> [What to produce]
Write the data below out again, exactly as each line reads.

+++ Raw data +++

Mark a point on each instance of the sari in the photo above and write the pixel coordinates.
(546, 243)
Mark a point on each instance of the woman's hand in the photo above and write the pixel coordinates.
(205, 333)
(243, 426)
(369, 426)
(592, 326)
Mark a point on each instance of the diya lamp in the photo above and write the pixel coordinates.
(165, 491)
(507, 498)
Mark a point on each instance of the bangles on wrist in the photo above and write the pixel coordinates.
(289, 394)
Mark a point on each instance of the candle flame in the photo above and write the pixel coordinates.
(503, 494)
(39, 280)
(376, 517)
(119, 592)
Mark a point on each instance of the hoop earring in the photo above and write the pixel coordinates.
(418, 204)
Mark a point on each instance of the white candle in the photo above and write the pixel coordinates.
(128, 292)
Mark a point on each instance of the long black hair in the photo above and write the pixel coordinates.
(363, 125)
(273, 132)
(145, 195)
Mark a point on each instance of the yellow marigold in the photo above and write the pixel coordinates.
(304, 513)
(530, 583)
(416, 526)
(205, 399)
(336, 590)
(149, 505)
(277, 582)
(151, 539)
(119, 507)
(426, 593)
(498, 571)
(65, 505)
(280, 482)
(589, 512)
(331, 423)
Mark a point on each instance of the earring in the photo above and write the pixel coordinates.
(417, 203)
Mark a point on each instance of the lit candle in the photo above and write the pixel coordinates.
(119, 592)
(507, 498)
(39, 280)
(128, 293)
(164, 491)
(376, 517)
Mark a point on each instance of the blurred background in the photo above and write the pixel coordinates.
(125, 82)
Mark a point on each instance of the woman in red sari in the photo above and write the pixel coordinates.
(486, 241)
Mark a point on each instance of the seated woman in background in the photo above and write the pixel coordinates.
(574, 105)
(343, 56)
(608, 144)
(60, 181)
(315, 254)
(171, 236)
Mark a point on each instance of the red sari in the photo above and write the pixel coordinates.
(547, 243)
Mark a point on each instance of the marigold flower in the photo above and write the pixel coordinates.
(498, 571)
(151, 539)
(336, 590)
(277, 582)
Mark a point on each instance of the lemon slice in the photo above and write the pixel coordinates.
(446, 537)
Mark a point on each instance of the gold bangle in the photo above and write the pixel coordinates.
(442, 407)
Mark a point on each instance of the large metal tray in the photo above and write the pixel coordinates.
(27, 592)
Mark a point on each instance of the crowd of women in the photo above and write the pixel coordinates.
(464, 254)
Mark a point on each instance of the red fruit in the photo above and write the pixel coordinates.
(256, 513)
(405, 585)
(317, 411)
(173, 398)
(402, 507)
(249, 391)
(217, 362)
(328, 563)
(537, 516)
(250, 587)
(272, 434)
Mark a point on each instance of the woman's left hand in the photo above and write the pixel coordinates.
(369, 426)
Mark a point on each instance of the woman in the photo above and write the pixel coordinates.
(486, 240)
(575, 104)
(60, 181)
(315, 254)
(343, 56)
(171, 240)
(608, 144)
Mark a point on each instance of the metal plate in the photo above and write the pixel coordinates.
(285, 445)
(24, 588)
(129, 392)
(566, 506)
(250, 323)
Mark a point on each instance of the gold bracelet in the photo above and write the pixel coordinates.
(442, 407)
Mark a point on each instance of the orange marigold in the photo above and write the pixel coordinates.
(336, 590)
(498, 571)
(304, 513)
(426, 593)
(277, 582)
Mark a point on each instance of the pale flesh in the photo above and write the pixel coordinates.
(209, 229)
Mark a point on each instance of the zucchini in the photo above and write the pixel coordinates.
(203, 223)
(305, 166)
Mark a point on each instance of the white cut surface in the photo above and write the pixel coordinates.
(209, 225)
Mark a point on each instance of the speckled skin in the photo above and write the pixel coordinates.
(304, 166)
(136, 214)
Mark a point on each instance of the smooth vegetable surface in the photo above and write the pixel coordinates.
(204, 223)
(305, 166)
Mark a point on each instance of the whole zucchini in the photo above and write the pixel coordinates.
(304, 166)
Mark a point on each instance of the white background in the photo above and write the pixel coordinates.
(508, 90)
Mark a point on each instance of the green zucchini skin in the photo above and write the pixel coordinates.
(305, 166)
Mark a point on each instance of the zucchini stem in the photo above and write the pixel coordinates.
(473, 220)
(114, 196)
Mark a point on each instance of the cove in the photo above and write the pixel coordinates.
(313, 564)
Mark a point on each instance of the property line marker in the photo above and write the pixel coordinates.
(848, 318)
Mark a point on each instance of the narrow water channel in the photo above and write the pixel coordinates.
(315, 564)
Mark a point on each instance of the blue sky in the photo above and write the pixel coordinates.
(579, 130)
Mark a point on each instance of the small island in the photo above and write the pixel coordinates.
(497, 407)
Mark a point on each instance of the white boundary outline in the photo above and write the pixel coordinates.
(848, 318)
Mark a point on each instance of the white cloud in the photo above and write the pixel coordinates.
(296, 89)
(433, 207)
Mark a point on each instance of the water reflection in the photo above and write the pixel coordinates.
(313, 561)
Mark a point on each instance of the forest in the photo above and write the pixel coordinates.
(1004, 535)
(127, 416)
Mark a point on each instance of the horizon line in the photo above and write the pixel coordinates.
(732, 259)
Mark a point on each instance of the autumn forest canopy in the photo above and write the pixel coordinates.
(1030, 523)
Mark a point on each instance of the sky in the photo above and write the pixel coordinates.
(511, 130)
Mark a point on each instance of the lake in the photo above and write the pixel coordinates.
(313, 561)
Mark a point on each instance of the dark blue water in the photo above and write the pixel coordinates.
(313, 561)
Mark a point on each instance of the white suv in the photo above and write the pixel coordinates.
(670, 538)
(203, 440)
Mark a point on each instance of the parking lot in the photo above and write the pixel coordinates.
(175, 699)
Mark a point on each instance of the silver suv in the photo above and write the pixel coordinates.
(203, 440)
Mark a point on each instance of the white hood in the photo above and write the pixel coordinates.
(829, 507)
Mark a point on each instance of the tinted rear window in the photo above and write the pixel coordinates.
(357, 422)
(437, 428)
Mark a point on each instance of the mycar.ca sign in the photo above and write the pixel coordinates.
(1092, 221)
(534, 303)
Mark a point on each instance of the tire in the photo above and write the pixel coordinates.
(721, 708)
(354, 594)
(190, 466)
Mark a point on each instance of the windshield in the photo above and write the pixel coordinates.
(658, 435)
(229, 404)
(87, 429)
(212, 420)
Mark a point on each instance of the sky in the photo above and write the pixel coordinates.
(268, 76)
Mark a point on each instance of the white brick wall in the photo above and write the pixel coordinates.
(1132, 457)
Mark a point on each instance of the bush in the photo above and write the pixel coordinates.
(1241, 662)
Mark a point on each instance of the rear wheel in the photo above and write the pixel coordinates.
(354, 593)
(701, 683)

+++

> [Your response]
Mark a point on each instance of the sari in the photo above and write the pixel coordinates.
(546, 243)
Mark a point on each instance of the woman's hand in the photo above and write the pixel coordinates.
(205, 333)
(243, 426)
(369, 426)
(592, 326)
Mark a point on each instance of the diya lamp in the photo above and write the pixel coordinates.
(165, 491)
(507, 498)
Mark a point on each instance of the bangles on wrist in the photo above and write the pixel coordinates.
(289, 394)
Mark a point on each instance of the candle flame in the photo above and write the pixel coordinates.
(503, 494)
(39, 280)
(376, 517)
(119, 592)
Mark a point on each instance of the hoop earring in the photo above and write the pixel coordinates.
(418, 204)
Mark a point on each instance of the white candle in the photo above and write the pixel coordinates.
(128, 292)
Mark a point on each instance of the long black hair in the photo above and write the pixel coordinates.
(363, 125)
(273, 132)
(145, 195)
Mark a point on each instance of the yellow marigold in the photo above and write the pixel coordinates.
(304, 513)
(530, 583)
(416, 526)
(205, 399)
(336, 590)
(149, 505)
(277, 582)
(151, 539)
(119, 507)
(426, 593)
(498, 571)
(65, 505)
(280, 482)
(589, 512)
(331, 423)
Mark a point on each instance of the earring in the photo above and write the pixel coordinates.
(417, 203)
Mark a point on each instance of the lit candle in the photo above and write the pixel coordinates.
(119, 592)
(507, 498)
(39, 280)
(128, 293)
(164, 491)
(376, 517)
Mark a point on each instance of the blurred background in the photo above and write the pixel coordinates.
(125, 82)
Mark a point on each instance of the woman in red sari in the photo above and write the pixel coordinates.
(486, 241)
Mark a point on each instance of the seated woman in background in the photo above and write the pixel coordinates.
(574, 105)
(343, 56)
(608, 144)
(60, 181)
(315, 254)
(171, 236)
Mark a point on each instance of the red sari in the photo above and write the pixel coordinates.
(547, 243)
Mark a point on each instance of the marigold flower in the photo above and write the pixel coordinates.
(498, 571)
(151, 539)
(336, 590)
(277, 582)
Mark a point on each instance of the lemon slice in the photo above and write the pixel coordinates.
(446, 537)
Mark a point on each instance of the gold bangle in the photo above and write the pixel coordinates.
(442, 407)
Mark a point on each instance of the large metal tray in the photo above and write the pixel coordinates.
(27, 592)
Mark a point on each instance of the crowd of women in the photo above and write the pixel coordinates.
(464, 254)
Mark a point on each instance of the red fruit in the photo above and write the pixel coordinates.
(256, 513)
(405, 585)
(317, 411)
(173, 398)
(402, 507)
(249, 391)
(217, 362)
(328, 563)
(537, 516)
(250, 587)
(272, 434)
Mark a point on each instance of the woman's left hand in the photo above and write the pixel coordinates.
(369, 426)
Mark a point on each instance of the woman in the photo above and write the pixel coordinates.
(486, 240)
(575, 104)
(60, 181)
(315, 254)
(343, 56)
(171, 240)
(608, 144)
Mark a point on each instance of the metal plate in the photo above and write the pixel coordinates.
(285, 445)
(24, 588)
(129, 392)
(566, 506)
(250, 323)
Mark a point on each instance of the gold bracelet in the photo above and write the pixel coordinates.
(442, 407)
Mark a point on each instance of the orange marigold in the photo above and write the pixel coordinates.
(336, 590)
(498, 571)
(304, 513)
(426, 593)
(277, 582)
Mark a point on each instance of the pale flesh in the photo above and write the pixel coordinates.
(209, 229)
Mark a point on each instance of the zucchini in the photo above and write the pixel coordinates.
(203, 223)
(305, 166)
Mark a point on each instance of the white cut surface in the photo above and write the pixel coordinates.
(209, 225)
Mark a point on each instance of the speckled skin in the photo above and write the pixel coordinates.
(304, 166)
(136, 214)
Mark a point on each instance of the smooth vegetable surface in the photo above and write the pixel coordinates.
(204, 223)
(305, 166)
Mark a point on each instance of the whole zucchini in the photo above and write the pixel coordinates.
(304, 166)
Mark a point on each instance of the white background in the photo above and write the pixel coordinates.
(508, 90)
Mark a point on each instance of the green zucchini skin in the photo above and write the pixel coordinates.
(305, 166)
Mark a point on each instance of the zucchini stem in the photo above and write the pixel coordinates.
(473, 220)
(114, 196)
Mark a point on each instance of the cove in the photo above and write the pixel coordinates.
(313, 564)
Mark a point on each instance of the property line marker in the photo above and write the pixel coordinates.
(848, 318)
Mark a point on each instance of the narrow water channel in the photo above and write the pixel coordinates.
(315, 564)
Mark a point on each instance of the blue sky in the photo above and write the pixel coordinates.
(579, 130)
Mark a point on each instance of the small island in the photo above and write the pixel coordinates.
(497, 407)
Mark a point on each instance of the white boundary outline in the photo above and write the pixel coordinates.
(848, 318)
Mark a point on each instance of the white cloud in the photo above and write the pixel coordinates.
(296, 89)
(433, 207)
Mark a point on each instance of the water reflection in the photo above and write the pixel coordinates.
(313, 561)
Mark a point on each instance of the forest in the photo above and write the pixel coordinates.
(1004, 535)
(127, 416)
Mark a point on each instance of the horizon line in the photo above and write the pixel coordinates.
(732, 259)
Mark a point on each instance of the autumn forest canopy in the photo above and write the pixel coordinates.
(1030, 523)
Mark a point on each instance of the sky in the photo above and write the pixel coordinates.
(511, 130)
Mark a point on each instance of the lake in the photo above and write the pixel coordinates.
(313, 561)
Mark a point on each instance of the dark blue water in the photo above and write the pixel coordinates.
(313, 561)
Mark a point on each instance of the white suv in the photo above and write the pixel coordinates.
(670, 538)
(203, 440)
Mark a point on each instance of the parking lot in the photo above and write the pixel coordinates.
(175, 699)
Mark a point on each instance of the silver suv in the photo above and write the pixel coordinates.
(203, 440)
Mark a point on each instance of the white hood in the photo above and write the pixel coordinates.
(829, 507)
Mark a point on each instance of the tinted rear window in the photo above and write the pixel coordinates.
(357, 422)
(437, 428)
Mark a point on each instance of the mycar.ca sign in the photo above and write the pixel coordinates.
(1092, 221)
(534, 303)
Mark a point on each instance of the tire in the photo above and write the pixel coordinates.
(721, 708)
(354, 594)
(190, 466)
Mark a point on each instance of the windshield in the photo above and write the pixel coordinates.
(658, 435)
(229, 404)
(87, 429)
(212, 420)
Mark a point on each instance of the sky in the photo above and write the pixel coordinates.
(268, 76)
Mark a point on each instance of the white brick wall in the photo above and write the pixel coordinates.
(1132, 457)
Mark a point on each instance of the bush in the photo above and write the pixel coordinates.
(1241, 662)
Mark a point on each instance of the rear wheel in the photo above and write the pixel coordinates.
(354, 593)
(701, 683)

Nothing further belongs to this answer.